> _Task directions_
Reproduce each of the records below verbatim, keeping every line unchanged.

> _Record extracts_
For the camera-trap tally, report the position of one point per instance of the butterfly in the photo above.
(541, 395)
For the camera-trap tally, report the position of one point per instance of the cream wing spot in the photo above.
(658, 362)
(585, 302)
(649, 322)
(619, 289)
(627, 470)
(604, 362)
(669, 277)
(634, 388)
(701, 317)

> _Expected answer_
For the camera-trap tally, report the position of one point per instance of the butterfly in the photo above.
(541, 395)
For the camera-trap tally, report the position of one point per instance of the cream wing spot in the photo above.
(658, 362)
(585, 302)
(649, 322)
(619, 289)
(627, 470)
(604, 362)
(669, 277)
(634, 388)
(701, 317)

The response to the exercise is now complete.